Operation High Roller Adaptation Targeting German Banks

Anthony Freed
By | November 20, 2012

Posted in: Network Security Trends

Operation High Roller, which was was first detailed by researchers in mid-2012, was assumed to be waning, but new reports indicate that cyber criminals are once again using automated client and server-side attacks to conduct fund transfers to mule accounts, and in at least one instance attempted a fraudulent transaction for a whopping €61,000, which would have been a pretty good payday for the malware designers.

McAfee and Guardian Analytics had previously discovered the banking Trojans known as Zeus and SpyEye had been adapted for use in automated attacks that can bypass multi-factor authentication systems to target high-value bank accounts. The assumption was that the technique was largely being abandoned after the exploits were publicly detailed by researchers, but evidence shows that the method is now being aimed accounts with access to the European SEPA payments network.

"SEPA is also very similar to the Automated Clearing House (ACH) network based in the United States and operates in a similar manner. In the case of the attacks we discovered, fraudsters initiate SEPA credit transfers via the ATS, which essentially sends a withdrawal request to the victim’s account to credit to a mule’s account," McAfee's Ryan Sherstobitoff writes.

The sophisticated nature of the attacks requires an in-depth knowledge of the networks targeted in order to develop the automated elements that are used to identify the high-value target accounts and penetrate systems used by credit unions, large financial institutions and regional banks for the electronic transfer of funds.

The operation hinges on the injection of a hidden iFRAME tag to take over a victim's account and automatically transfer funds without the attacker having to manually conduct the transaction using a different system, as was most often the case in instances where Zeus and SpyEye have been used to exfiltrate account credentials and pilfer an account.

Specially crafted malware that utilizes a JavaScript payload is designed to infect only about a dozen online banking customers with access to SEPA at two German banks, and the limited target base allows the malicious code to remain undetected for a longer period of time, as opposed to more wide spread infections which could tip off the institutions.

• _RECORD EXTRACTS_:
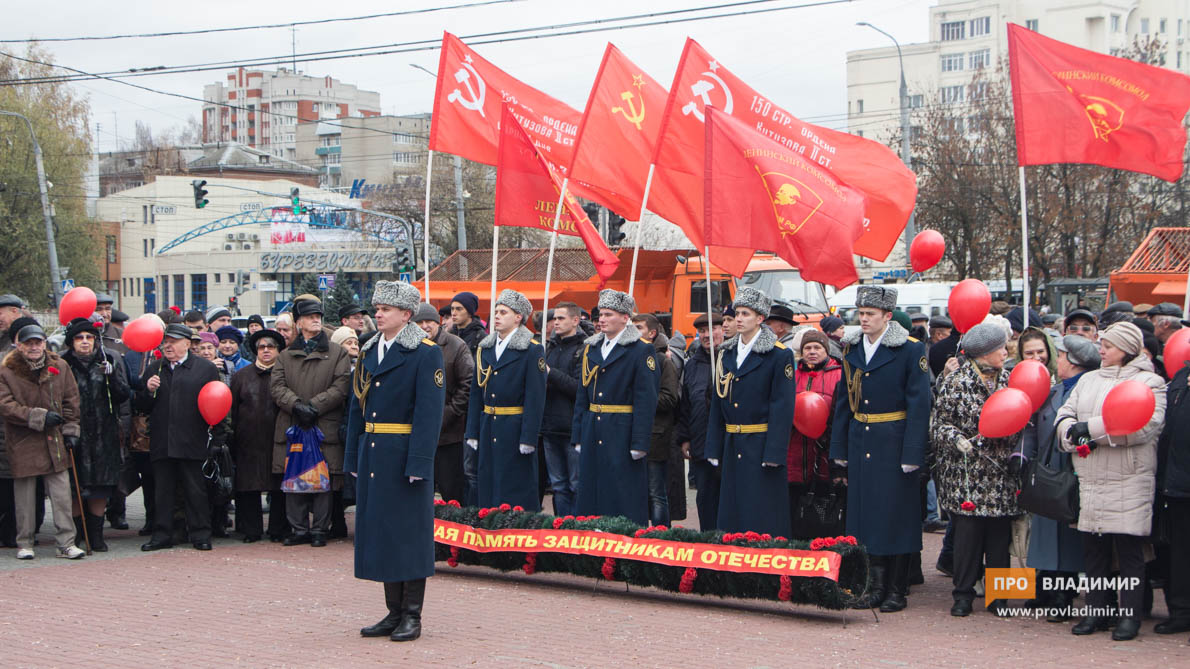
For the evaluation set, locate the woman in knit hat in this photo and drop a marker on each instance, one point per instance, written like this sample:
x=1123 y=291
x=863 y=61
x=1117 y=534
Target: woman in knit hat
x=971 y=471
x=1116 y=475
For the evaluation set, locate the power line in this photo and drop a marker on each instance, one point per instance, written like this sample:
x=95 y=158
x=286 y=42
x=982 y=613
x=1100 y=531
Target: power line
x=264 y=26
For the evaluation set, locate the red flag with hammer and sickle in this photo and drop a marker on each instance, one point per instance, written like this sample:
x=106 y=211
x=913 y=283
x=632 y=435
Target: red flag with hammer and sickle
x=1078 y=106
x=619 y=132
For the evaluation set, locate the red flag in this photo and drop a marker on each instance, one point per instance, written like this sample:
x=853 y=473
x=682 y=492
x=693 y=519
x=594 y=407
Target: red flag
x=619 y=132
x=1078 y=106
x=763 y=195
x=865 y=164
x=527 y=195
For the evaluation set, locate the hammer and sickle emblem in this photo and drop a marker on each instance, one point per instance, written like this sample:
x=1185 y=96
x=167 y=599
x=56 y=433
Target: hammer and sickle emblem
x=473 y=101
x=633 y=117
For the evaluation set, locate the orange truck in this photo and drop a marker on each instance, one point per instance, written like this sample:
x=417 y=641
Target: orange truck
x=671 y=283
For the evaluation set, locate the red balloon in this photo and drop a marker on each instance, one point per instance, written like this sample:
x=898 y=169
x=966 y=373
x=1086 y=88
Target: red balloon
x=143 y=335
x=969 y=304
x=1128 y=407
x=1006 y=412
x=1177 y=351
x=810 y=413
x=926 y=250
x=1033 y=377
x=214 y=401
x=79 y=302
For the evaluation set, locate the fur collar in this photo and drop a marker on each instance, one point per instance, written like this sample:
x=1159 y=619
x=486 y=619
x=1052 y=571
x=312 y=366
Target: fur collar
x=895 y=337
x=765 y=339
x=409 y=337
x=518 y=341
x=628 y=337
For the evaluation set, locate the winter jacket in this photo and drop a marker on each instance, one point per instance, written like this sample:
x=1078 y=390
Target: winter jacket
x=808 y=458
x=458 y=368
x=563 y=360
x=1118 y=480
x=99 y=456
x=1173 y=448
x=666 y=404
x=982 y=475
x=26 y=395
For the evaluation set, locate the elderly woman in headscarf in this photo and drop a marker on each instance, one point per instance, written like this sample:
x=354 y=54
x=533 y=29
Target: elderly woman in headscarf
x=1116 y=475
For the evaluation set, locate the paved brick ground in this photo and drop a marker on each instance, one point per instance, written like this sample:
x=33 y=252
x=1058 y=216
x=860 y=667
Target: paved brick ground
x=264 y=605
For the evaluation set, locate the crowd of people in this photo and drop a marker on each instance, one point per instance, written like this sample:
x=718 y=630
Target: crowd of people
x=602 y=410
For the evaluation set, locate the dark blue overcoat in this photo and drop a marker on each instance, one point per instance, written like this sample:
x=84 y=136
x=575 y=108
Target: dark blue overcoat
x=515 y=380
x=883 y=501
x=395 y=518
x=609 y=481
x=752 y=496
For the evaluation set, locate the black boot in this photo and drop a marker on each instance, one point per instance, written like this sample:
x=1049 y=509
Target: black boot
x=411 y=612
x=393 y=593
x=899 y=585
x=95 y=532
x=877 y=582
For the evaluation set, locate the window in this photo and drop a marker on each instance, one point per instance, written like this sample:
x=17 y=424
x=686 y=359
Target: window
x=952 y=31
x=952 y=94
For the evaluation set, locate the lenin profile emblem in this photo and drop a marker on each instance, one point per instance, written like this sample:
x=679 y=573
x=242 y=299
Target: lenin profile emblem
x=794 y=202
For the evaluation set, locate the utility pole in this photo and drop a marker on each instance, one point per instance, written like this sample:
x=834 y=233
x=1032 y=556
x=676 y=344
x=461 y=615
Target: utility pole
x=51 y=247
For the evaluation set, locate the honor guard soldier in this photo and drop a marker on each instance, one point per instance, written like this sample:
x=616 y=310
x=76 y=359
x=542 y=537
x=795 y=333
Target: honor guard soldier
x=393 y=421
x=878 y=433
x=614 y=412
x=751 y=416
x=506 y=407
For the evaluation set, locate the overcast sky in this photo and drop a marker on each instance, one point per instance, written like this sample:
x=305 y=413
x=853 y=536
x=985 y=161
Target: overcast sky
x=797 y=57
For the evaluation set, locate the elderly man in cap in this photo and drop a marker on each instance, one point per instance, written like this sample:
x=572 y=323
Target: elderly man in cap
x=39 y=405
x=311 y=381
x=751 y=416
x=506 y=407
x=177 y=433
x=459 y=368
x=878 y=433
x=614 y=412
x=394 y=419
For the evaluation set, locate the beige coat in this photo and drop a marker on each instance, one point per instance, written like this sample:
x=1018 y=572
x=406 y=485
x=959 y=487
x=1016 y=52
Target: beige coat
x=1116 y=482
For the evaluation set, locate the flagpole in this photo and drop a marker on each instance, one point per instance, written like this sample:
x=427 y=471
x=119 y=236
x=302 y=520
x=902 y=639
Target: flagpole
x=1025 y=250
x=640 y=230
x=549 y=262
x=425 y=224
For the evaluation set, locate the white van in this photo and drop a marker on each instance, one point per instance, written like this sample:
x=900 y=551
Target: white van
x=912 y=298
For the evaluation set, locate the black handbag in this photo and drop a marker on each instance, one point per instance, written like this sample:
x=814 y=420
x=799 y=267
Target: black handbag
x=1047 y=491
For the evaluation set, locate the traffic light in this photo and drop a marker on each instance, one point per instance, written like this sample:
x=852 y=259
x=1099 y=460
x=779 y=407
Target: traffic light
x=200 y=194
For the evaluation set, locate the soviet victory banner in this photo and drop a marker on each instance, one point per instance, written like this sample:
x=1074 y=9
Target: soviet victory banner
x=1077 y=106
x=759 y=194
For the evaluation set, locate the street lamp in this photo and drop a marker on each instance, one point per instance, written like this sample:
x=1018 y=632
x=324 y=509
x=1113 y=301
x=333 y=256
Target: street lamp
x=909 y=227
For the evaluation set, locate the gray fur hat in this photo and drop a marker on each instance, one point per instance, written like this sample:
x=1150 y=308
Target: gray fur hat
x=982 y=339
x=876 y=297
x=396 y=294
x=617 y=301
x=755 y=300
x=518 y=302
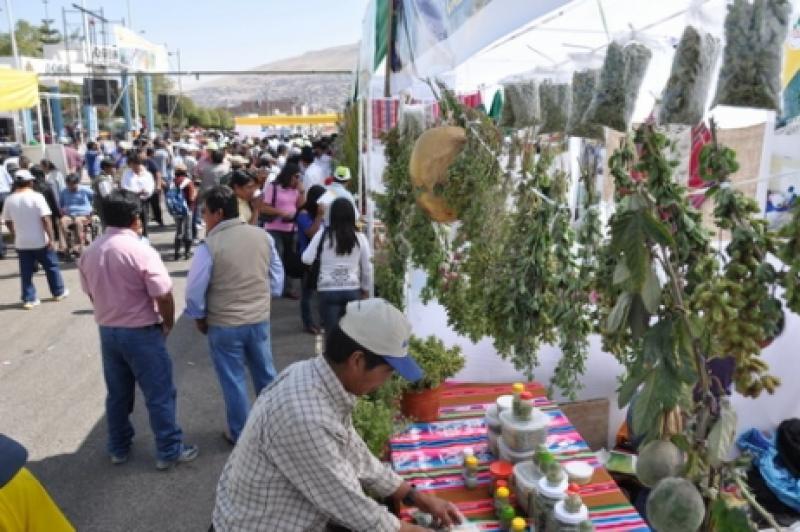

• _TASK REQUIREMENTS_: Copy out the whole Operation High Roller article again, word for word, from its title to its final sentence.

• _OUTPUT BELOW_:
Operation High Roller Adaptation Targeting German Banks

Anthony Freed
By | November 20, 2012

Posted in: Network Security Trends

Operation High Roller, which was was first detailed by researchers in mid-2012, was assumed to be waning, but new reports indicate that cyber criminals are once again using automated client and server-side attacks to conduct fund transfers to mule accounts, and in at least one instance attempted a fraudulent transaction for a whopping €61,000, which would have been a pretty good payday for the malware designers.

McAfee and Guardian Analytics had previously discovered the banking Trojans known as Zeus and SpyEye had been adapted for use in automated attacks that can bypass multi-factor authentication systems to target high-value bank accounts. The assumption was that the technique was largely being abandoned after the exploits were publicly detailed by researchers, but evidence shows that the method is now being aimed accounts with access to the European SEPA payments network.

"SEPA is also very similar to the Automated Clearing House (ACH) network based in the United States and operates in a similar manner. In the case of the attacks we discovered, fraudsters initiate SEPA credit transfers via the ATS, which essentially sends a withdrawal request to the victim’s account to credit to a mule’s account," McAfee's Ryan Sherstobitoff writes.

The sophisticated nature of the attacks requires an in-depth knowledge of the networks targeted in order to develop the automated elements that are used to identify the high-value target accounts and penetrate systems used by credit unions, large financial institutions and regional banks for the electronic transfer of funds.

The operation hinges on the injection of a hidden iFRAME tag to take over a victim's account and automatically transfer funds without the attacker having to manually conduct the transaction using a different system, as was most often the case in instances where Zeus and SpyEye have been used to exfiltrate account credentials and pilfer an account.

Specially crafted malware that utilizes a JavaScript payload is designed to infect only about a dozen online banking customers with access to SEPA at two German banks, and the limited target base allows the malicious code to remain undetected for a longer period of time, as opposed to more wide spread infections which could tip off the institutions.